Extracted data entries
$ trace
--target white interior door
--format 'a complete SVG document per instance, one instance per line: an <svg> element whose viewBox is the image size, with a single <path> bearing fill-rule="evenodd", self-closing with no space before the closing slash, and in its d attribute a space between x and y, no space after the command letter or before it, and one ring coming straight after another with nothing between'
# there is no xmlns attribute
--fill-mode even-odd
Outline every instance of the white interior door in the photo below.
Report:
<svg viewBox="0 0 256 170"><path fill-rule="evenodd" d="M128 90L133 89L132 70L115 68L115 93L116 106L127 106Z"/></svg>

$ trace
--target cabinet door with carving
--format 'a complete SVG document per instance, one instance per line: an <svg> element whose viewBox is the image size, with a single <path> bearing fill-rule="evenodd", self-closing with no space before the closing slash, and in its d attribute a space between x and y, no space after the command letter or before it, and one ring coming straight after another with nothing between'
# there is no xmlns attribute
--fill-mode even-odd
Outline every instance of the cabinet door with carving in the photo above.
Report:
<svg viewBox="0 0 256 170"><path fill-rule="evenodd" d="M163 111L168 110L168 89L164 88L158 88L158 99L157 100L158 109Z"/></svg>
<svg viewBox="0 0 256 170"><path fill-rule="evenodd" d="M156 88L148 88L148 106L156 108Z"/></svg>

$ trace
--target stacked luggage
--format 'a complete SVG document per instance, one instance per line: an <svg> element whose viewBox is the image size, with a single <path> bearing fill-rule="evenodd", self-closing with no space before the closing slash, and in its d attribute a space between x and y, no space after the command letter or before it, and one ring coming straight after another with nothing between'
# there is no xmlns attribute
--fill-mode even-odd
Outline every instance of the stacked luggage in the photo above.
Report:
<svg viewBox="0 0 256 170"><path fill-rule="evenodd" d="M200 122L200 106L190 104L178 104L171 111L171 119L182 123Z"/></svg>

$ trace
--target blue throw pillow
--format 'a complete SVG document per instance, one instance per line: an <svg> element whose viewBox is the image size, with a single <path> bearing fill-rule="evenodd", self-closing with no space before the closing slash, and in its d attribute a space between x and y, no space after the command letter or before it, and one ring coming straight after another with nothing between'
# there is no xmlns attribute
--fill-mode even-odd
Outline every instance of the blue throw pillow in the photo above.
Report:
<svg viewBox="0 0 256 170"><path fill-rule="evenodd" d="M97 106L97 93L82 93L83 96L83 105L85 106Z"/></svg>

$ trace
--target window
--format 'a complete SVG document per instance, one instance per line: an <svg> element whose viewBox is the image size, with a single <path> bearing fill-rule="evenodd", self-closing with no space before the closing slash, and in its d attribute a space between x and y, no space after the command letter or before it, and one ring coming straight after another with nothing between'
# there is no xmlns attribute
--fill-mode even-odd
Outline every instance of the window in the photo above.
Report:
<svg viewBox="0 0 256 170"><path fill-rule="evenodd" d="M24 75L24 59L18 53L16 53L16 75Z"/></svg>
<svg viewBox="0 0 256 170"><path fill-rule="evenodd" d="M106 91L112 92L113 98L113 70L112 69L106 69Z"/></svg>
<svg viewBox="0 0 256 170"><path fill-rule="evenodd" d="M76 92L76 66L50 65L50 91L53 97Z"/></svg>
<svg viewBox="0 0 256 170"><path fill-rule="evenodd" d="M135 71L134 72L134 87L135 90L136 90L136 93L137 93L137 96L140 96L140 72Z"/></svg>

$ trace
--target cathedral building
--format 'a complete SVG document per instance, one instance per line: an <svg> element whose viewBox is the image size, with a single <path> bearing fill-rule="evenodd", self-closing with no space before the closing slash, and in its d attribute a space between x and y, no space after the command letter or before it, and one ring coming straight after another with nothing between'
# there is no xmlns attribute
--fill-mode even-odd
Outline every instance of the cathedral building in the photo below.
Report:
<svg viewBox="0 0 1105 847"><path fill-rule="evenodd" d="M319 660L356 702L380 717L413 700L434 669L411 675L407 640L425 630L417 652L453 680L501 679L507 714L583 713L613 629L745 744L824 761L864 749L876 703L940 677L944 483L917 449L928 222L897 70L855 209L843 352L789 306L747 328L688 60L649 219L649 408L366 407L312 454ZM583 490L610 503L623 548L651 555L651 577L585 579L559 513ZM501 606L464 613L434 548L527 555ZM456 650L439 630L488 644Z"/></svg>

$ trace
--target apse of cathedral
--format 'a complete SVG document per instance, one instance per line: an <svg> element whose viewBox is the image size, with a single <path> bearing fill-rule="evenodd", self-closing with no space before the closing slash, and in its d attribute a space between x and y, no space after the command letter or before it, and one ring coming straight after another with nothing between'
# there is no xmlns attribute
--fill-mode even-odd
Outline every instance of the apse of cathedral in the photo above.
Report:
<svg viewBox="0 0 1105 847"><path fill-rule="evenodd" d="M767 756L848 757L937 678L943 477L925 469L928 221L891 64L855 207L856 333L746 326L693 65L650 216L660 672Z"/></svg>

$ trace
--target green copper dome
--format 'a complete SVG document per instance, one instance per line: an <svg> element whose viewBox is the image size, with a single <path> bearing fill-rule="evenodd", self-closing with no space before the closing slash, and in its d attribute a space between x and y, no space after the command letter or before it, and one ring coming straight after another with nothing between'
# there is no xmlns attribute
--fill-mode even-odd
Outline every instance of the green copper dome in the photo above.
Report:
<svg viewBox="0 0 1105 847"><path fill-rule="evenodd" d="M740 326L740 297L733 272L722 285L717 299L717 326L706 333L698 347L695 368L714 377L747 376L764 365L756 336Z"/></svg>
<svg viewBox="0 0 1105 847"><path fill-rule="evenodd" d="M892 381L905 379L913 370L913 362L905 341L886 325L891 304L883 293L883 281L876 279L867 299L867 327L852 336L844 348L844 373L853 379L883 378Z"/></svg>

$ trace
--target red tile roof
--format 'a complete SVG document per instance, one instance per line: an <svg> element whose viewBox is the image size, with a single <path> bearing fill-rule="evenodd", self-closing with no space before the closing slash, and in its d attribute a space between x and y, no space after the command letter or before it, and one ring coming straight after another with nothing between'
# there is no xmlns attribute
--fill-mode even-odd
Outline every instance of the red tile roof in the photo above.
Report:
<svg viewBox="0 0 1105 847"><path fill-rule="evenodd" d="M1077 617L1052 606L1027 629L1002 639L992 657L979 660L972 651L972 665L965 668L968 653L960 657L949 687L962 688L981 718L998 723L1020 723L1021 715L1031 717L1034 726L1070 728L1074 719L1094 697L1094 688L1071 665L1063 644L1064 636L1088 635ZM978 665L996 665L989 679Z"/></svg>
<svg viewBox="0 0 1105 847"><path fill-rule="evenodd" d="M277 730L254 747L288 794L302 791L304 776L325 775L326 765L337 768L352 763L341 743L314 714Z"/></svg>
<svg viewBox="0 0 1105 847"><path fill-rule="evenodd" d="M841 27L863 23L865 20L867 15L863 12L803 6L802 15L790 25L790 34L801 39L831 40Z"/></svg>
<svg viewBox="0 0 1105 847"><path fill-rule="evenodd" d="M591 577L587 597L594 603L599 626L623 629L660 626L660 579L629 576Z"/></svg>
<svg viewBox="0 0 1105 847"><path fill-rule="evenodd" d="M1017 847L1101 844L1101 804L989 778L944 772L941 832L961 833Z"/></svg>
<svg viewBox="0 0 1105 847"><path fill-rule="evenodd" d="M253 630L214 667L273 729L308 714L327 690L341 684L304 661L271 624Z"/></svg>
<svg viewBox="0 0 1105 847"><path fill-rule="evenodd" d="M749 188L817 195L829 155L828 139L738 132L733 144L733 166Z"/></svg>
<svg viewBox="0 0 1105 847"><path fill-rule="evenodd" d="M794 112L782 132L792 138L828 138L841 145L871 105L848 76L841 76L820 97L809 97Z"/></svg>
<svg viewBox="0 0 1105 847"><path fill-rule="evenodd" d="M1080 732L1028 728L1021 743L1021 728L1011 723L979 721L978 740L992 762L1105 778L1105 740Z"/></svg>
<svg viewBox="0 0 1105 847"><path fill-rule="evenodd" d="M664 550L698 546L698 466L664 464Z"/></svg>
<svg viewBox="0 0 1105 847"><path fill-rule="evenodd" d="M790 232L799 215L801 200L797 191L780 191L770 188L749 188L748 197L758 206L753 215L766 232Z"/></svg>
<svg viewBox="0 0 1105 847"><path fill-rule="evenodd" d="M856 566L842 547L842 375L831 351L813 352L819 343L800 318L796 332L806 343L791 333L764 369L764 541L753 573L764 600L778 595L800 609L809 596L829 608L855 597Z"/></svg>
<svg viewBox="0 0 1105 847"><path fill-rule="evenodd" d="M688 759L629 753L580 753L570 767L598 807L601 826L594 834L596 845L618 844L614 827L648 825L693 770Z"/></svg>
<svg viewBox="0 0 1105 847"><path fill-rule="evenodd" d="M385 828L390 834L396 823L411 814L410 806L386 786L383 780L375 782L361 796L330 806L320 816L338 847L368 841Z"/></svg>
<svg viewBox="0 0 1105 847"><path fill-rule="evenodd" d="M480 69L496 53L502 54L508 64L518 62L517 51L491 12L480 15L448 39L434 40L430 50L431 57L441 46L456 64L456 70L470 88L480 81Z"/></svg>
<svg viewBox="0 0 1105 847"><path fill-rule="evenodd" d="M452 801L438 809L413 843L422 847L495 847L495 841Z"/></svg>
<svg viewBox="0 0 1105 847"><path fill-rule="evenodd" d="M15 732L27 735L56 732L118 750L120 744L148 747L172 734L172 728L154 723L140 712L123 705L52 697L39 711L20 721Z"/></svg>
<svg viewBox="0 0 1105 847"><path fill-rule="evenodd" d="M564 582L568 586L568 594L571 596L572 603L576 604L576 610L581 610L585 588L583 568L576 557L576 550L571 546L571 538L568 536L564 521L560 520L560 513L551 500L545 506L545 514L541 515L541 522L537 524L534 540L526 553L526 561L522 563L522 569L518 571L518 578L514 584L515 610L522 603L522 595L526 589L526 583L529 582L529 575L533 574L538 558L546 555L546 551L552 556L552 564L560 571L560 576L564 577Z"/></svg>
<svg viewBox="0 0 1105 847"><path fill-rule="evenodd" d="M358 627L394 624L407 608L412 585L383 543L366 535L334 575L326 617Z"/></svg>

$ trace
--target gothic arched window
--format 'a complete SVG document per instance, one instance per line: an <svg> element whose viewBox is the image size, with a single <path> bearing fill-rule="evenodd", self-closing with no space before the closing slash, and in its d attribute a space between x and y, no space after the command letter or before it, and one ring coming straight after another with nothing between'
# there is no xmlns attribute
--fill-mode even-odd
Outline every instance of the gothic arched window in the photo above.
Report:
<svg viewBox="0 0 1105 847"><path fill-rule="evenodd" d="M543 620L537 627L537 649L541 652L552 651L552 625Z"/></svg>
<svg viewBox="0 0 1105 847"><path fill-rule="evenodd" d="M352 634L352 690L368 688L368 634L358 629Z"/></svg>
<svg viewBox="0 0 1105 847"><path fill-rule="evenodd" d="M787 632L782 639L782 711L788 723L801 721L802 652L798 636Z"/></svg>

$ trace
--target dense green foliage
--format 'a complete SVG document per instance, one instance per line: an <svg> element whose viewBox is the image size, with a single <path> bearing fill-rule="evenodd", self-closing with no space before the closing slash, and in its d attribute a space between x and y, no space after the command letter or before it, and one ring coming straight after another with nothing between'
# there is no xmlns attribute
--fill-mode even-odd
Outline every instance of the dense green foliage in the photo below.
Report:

**Aim**
Please count how many lines in the rows above contain the word "tile", and reply with the number alone.

**Answer for the task**
2